→ **DOCUMENT SEGMENT**:

════════════════════

Monday, December 22, 2008

Christmas Time of Year

This is the season "to be jolly," this is the season "to be merry," this is the season of "happy holidays." None of these apply this year because this is the "Christmas Time of Year" for the very first time in 38 years without Roy. It will never be the same "time of year," ever again in my life, our lives. I am mindful that it is also a time to "count your blessings," and I am glad of the many blessings I do have to "count," and I do count them again, as always, and especially so at this "Christmas Time of Year". A very wise friend wrote "I have no words to comfort you." I totally agree. -Jeanne

Thursday, December 11, 2008

Getting through it

I was watching some stupid television program the other night and learned a lesson. It's one of those lessons I already learned or knew I'd learn eventually but had to be reminded of...apparently through a stupid television program. The program I was watching is about real life people, not actors, but it's not a reality television program. The program focuses on really poor, challenged neighborhoods around the country and one highlighted a neighborhood where there is a lot of gang violence. There is a church group there, where women who have lost loved ones to violence gather to talk, to listen, to grieve. One of the women had lost her 26 year old son 3 weeks earlier and had been unable to open up about it. She said something like this: "I'm afraid that if I open up about it, if I get through it, then it will mean it's real, and I'm so afraid of it being real."

════════════════════

[Part of a data file]

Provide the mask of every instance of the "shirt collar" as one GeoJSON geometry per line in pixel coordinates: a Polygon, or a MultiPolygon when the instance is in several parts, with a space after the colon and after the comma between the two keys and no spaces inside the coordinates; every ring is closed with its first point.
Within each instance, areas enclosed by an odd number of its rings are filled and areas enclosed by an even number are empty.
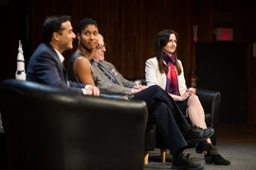
{"type": "Polygon", "coordinates": [[[56,51],[61,62],[63,62],[64,60],[64,56],[58,50],[56,50],[55,48],[54,48],[54,50],[56,51]]]}

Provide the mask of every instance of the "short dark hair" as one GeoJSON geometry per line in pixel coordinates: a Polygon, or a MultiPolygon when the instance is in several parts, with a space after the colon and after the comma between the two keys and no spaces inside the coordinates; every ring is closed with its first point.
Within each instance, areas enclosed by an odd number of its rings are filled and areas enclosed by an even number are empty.
{"type": "Polygon", "coordinates": [[[88,26],[88,25],[93,25],[98,28],[98,24],[96,21],[90,18],[84,18],[82,19],[78,26],[78,33],[82,34],[82,31],[88,26]]]}
{"type": "Polygon", "coordinates": [[[62,24],[67,21],[71,21],[71,17],[68,15],[53,15],[46,17],[42,29],[43,42],[50,42],[54,32],[62,34],[62,24]]]}

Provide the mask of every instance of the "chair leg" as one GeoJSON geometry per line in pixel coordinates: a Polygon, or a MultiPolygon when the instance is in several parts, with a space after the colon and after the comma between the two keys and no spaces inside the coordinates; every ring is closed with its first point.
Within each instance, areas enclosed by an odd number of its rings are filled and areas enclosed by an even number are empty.
{"type": "Polygon", "coordinates": [[[149,151],[145,151],[144,164],[148,164],[148,163],[149,163],[149,151]]]}
{"type": "Polygon", "coordinates": [[[161,149],[161,158],[162,158],[162,162],[165,162],[166,149],[161,149]]]}

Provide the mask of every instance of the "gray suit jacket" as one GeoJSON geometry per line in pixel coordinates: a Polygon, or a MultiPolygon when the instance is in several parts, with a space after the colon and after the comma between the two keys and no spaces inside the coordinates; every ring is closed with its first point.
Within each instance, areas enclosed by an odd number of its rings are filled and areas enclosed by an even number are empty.
{"type": "Polygon", "coordinates": [[[102,60],[101,64],[116,78],[119,84],[113,83],[97,65],[92,63],[93,70],[98,76],[97,87],[102,91],[131,94],[131,88],[136,84],[125,79],[112,63],[102,60]]]}

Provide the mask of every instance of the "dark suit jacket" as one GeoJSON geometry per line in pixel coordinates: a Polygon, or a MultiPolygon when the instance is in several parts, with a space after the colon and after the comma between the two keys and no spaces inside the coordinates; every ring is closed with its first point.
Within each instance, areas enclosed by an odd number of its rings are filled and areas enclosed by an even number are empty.
{"type": "Polygon", "coordinates": [[[112,63],[102,60],[101,64],[116,78],[119,84],[114,84],[110,81],[101,70],[92,63],[93,70],[98,76],[97,87],[108,92],[131,94],[131,88],[136,84],[133,81],[125,79],[112,63]]]}
{"type": "Polygon", "coordinates": [[[83,84],[68,81],[58,54],[49,43],[41,43],[31,56],[27,68],[27,80],[47,84],[77,94],[82,94],[83,84]]]}

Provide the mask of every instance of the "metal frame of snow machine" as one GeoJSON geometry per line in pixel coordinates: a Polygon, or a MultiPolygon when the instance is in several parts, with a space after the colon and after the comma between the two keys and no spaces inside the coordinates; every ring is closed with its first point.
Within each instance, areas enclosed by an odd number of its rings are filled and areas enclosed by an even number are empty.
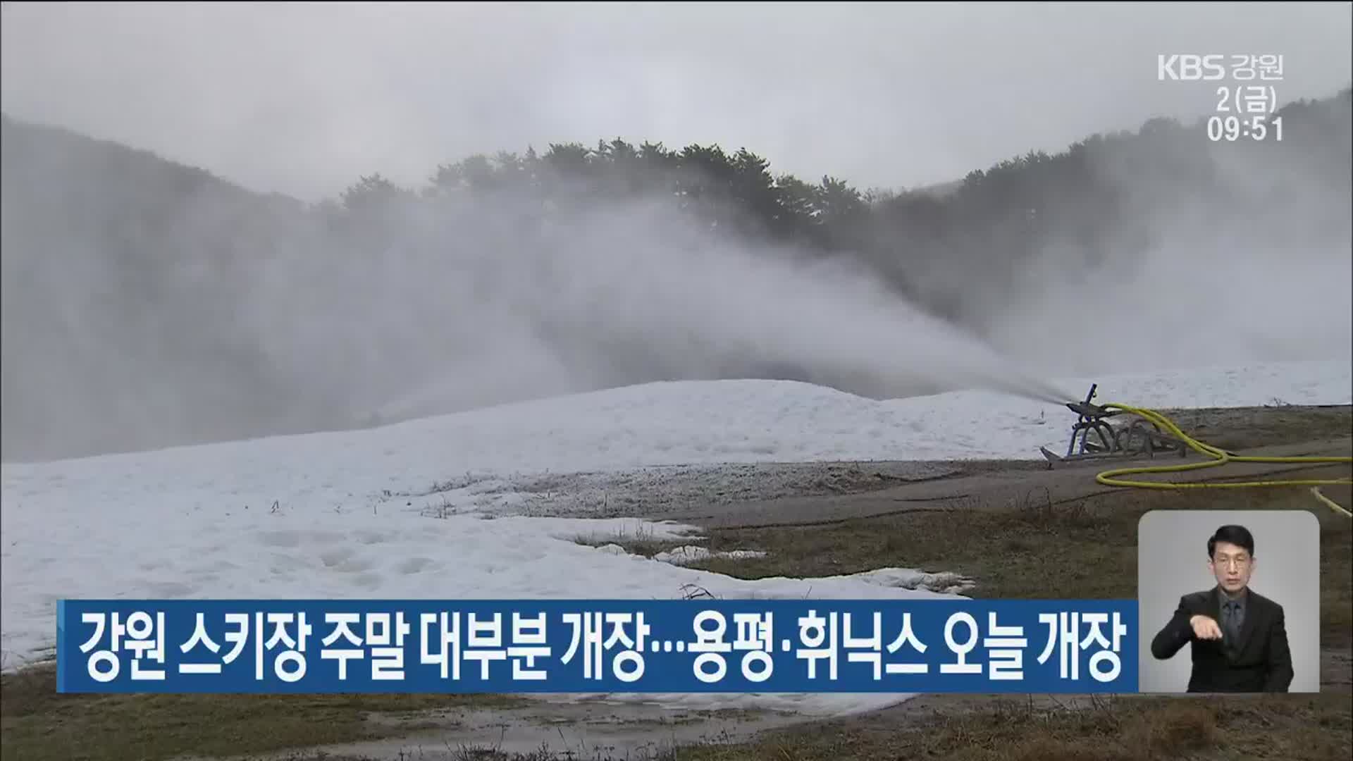
{"type": "Polygon", "coordinates": [[[1091,401],[1099,389],[1099,383],[1091,385],[1091,391],[1085,399],[1070,402],[1068,409],[1078,417],[1072,427],[1072,440],[1066,444],[1066,454],[1058,455],[1047,447],[1039,447],[1047,458],[1047,467],[1057,463],[1093,460],[1107,458],[1151,456],[1157,452],[1178,452],[1185,456],[1188,448],[1180,439],[1161,431],[1155,422],[1123,410],[1108,410],[1091,401]],[[1124,425],[1112,425],[1111,418],[1130,414],[1134,420],[1124,425]]]}

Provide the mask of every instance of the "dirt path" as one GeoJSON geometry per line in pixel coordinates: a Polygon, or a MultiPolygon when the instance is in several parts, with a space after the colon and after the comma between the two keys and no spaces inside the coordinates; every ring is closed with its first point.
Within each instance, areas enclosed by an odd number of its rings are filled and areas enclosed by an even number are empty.
{"type": "MultiPolygon", "coordinates": [[[[1257,447],[1241,450],[1241,455],[1262,456],[1353,456],[1353,437],[1326,439],[1303,444],[1257,447]]],[[[852,494],[829,494],[810,497],[783,497],[777,500],[748,500],[729,505],[691,506],[666,510],[645,517],[691,523],[702,528],[755,528],[774,525],[828,524],[851,519],[877,517],[911,510],[934,509],[936,505],[971,505],[974,509],[1001,509],[1024,500],[1054,505],[1082,500],[1099,494],[1120,492],[1118,487],[1103,486],[1095,475],[1111,467],[1174,464],[1199,462],[1201,458],[1157,456],[1122,459],[1112,462],[1066,463],[1049,470],[1047,466],[1011,463],[1007,469],[993,470],[992,463],[955,464],[951,474],[927,479],[900,482],[896,486],[852,494]]],[[[1218,469],[1203,469],[1169,474],[1169,481],[1237,481],[1256,477],[1280,479],[1284,473],[1329,470],[1330,478],[1348,475],[1348,464],[1270,464],[1270,463],[1227,463],[1218,469]]],[[[1164,481],[1161,475],[1141,477],[1145,481],[1164,481]]]]}

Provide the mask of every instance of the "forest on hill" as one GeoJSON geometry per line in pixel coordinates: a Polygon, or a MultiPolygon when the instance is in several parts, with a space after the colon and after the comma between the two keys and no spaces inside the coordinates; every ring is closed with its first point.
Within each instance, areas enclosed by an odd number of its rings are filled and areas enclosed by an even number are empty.
{"type": "MultiPolygon", "coordinates": [[[[4,116],[4,459],[341,428],[429,387],[440,412],[685,378],[939,390],[797,337],[856,320],[810,284],[867,278],[1022,352],[1049,340],[1017,333],[1027,316],[1093,283],[1154,287],[1155,263],[1346,261],[1350,91],[1276,118],[1281,141],[1234,142],[1151,119],[942,191],[603,138],[464,157],[422,187],[376,173],[306,204],[4,116]]],[[[1204,301],[1227,287],[1165,278],[1204,301]]],[[[1131,320],[1131,303],[1099,317],[1131,320]]]]}

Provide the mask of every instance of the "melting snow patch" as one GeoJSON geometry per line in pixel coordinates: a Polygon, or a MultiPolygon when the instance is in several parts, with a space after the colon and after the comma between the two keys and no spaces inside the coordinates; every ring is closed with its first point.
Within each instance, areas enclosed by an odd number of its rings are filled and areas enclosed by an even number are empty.
{"type": "Polygon", "coordinates": [[[927,573],[915,569],[875,569],[851,574],[846,578],[859,580],[865,584],[877,584],[879,586],[925,589],[928,592],[939,592],[940,594],[961,594],[977,586],[977,582],[957,573],[927,573]]]}

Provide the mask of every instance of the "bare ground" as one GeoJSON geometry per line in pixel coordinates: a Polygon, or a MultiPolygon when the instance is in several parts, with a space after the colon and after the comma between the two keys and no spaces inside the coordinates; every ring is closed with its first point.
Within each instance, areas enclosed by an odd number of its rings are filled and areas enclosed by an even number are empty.
{"type": "MultiPolygon", "coordinates": [[[[1185,431],[1245,454],[1353,454],[1353,410],[1252,408],[1173,413],[1185,431]]],[[[1157,459],[1157,464],[1178,462],[1157,459]]],[[[1114,463],[1119,464],[1119,463],[1114,463]]],[[[764,558],[704,561],[739,577],[831,575],[879,566],[962,573],[986,597],[1130,597],[1137,519],[1149,509],[1315,512],[1322,527],[1319,696],[1196,699],[930,695],[833,722],[708,715],[572,701],[451,696],[55,696],[41,670],[5,677],[3,756],[24,758],[1348,758],[1353,737],[1353,521],[1303,489],[1123,490],[1108,466],[1046,463],[813,463],[668,469],[541,482],[526,510],[633,515],[693,523],[710,550],[764,558]],[[582,485],[586,498],[560,496],[582,485]],[[628,498],[622,498],[628,494],[628,498]],[[974,540],[974,538],[980,538],[974,540]],[[1115,574],[1085,573],[1114,567],[1115,574]],[[218,715],[203,729],[204,716],[218,715]],[[223,722],[223,723],[222,723],[223,722]],[[567,723],[567,726],[564,726],[567,723]],[[497,735],[495,735],[497,733],[497,735]],[[548,742],[547,738],[557,737],[548,742]],[[541,750],[540,747],[544,746],[541,750]],[[553,750],[549,750],[552,747],[553,750]],[[292,750],[287,750],[292,749],[292,750]]],[[[1184,478],[1349,477],[1346,464],[1231,464],[1184,478]]],[[[1183,479],[1183,478],[1181,478],[1183,479]]],[[[1353,506],[1348,486],[1325,493],[1353,506]]],[[[681,543],[689,543],[683,540],[681,543]]],[[[635,547],[651,554],[659,544],[635,547]]]]}

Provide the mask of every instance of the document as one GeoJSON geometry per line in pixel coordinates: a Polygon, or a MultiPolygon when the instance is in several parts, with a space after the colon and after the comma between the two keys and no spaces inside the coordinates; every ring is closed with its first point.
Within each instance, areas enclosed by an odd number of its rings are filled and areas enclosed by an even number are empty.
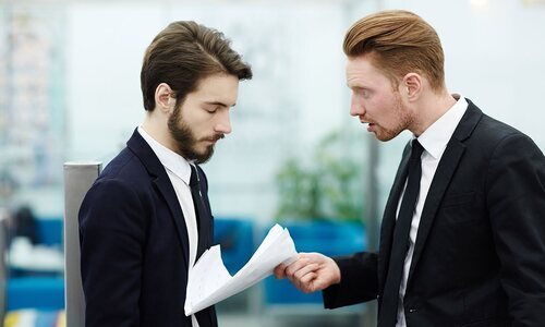
{"type": "Polygon", "coordinates": [[[220,245],[203,253],[190,269],[184,312],[190,316],[201,310],[232,296],[264,278],[281,263],[296,259],[295,244],[288,229],[275,225],[250,261],[231,276],[221,259],[220,245]]]}

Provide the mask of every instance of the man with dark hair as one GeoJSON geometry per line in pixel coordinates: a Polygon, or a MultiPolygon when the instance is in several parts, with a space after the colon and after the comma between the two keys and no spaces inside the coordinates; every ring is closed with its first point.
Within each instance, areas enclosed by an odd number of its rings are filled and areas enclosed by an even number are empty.
{"type": "Polygon", "coordinates": [[[328,308],[378,300],[378,326],[544,326],[545,158],[445,86],[435,29],[383,11],[346,35],[350,114],[380,141],[404,130],[378,253],[300,254],[275,274],[328,308]]]}
{"type": "Polygon", "coordinates": [[[189,269],[213,243],[206,162],[231,132],[251,68],[218,31],[174,22],[146,50],[146,117],[80,209],[86,326],[217,326],[184,316],[189,269]]]}

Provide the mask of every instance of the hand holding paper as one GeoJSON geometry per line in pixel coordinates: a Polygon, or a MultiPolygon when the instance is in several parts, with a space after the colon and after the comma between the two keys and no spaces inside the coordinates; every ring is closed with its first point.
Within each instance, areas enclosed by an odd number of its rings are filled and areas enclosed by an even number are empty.
{"type": "Polygon", "coordinates": [[[185,315],[192,315],[234,295],[272,274],[279,264],[296,259],[295,245],[287,229],[275,225],[250,261],[231,277],[221,261],[219,245],[207,250],[190,270],[185,315]]]}

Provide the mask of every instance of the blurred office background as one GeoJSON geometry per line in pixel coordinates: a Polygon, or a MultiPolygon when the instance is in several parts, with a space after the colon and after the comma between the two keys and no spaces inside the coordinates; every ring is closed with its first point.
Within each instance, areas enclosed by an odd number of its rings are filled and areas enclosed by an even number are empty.
{"type": "MultiPolygon", "coordinates": [[[[144,117],[144,50],[171,21],[220,29],[254,70],[232,134],[204,166],[228,268],[242,267],[275,222],[299,251],[374,249],[410,135],[378,144],[349,116],[341,44],[353,22],[382,9],[428,21],[449,89],[545,150],[543,0],[0,2],[5,326],[63,326],[62,165],[107,165],[124,146],[144,117]]],[[[269,278],[218,310],[221,326],[373,326],[375,307],[325,311],[320,294],[269,278]]]]}

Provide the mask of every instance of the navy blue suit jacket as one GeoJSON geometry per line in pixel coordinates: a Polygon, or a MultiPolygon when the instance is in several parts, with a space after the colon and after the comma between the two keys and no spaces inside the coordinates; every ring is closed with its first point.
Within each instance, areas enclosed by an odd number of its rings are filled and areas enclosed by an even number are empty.
{"type": "MultiPolygon", "coordinates": [[[[332,308],[378,299],[409,145],[386,204],[378,254],[337,258],[332,308]]],[[[409,327],[545,326],[545,158],[521,132],[469,108],[424,203],[409,270],[409,327]]],[[[379,326],[392,327],[392,326],[379,326]]]]}
{"type": "MultiPolygon", "coordinates": [[[[206,178],[197,171],[209,214],[206,178]]],[[[209,247],[213,216],[197,225],[209,247]]],[[[164,166],[137,131],[87,192],[80,243],[86,326],[192,325],[183,310],[189,240],[182,209],[164,166]]],[[[201,327],[217,326],[214,307],[197,319],[201,327]]]]}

════════════════════

→ **TASK TO CARRY OUT**: List the three phrases that the opening sentence of the December 22, 2008 blog post uses to describe the season.

→ **EXERCISE SOLUTION**:
- "to be jolly"
- "to be merry"
- "happy holidays"